- Soal Tertulis:
Tuliskan kembali secara persis bagian teks tentang perlapisan bumi di bawah ini, antara "Lalu bagaimana dengan" dan "diferensiasi dan zonafikasi.", termasuk kedua bagian tersebut.

Lalu bagaimana dengan proses terjadinya perlapisan di bumi? Secara ringkas,
proses pembentukan bumi hingga terjadinya perlapisan tersebut terbagi menjadi
tiga tahap, yaitu sebagai berikut:
1. Tahap pada saat bumi merupakan planet yang homogen atau belum terjadi
diferensiasi dan zonafikasi.
2. Proses diferensiasi atau pemilahan, yaitu ketika material besi yang lebih
berat tenggelam menuju pusat bumi, sedangkan material yang lebih ringan
bergerak ke permukaan. Dengan demikian, bumi tidak lagi dalam keadaan
homogen, melainkan terdiri atas material yang lebih berat (besi) di pusat
bumi dan material yang lebih ringan di bagian yang lebih luar atau kerak
bumi.

- Bahan yang Disediakan:

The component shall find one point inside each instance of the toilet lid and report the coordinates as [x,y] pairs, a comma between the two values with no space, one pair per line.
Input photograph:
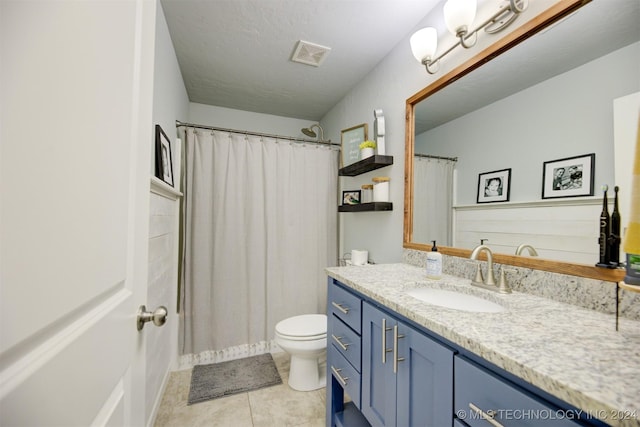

- Jawaban Latihan:
Lalu bagaimana dengan proses terjadinya perlapisan di bumi? Secara ringkas,
proses pembentukan bumi hingga terjadinya perlapisan tersebut terbagi menjadi
tiga tahap, yaitu sebagai berikut:
1. Tahap pada saat bumi merupakan planet yang homogen atau belum terjadi
diferensiasi dan zonafikasi.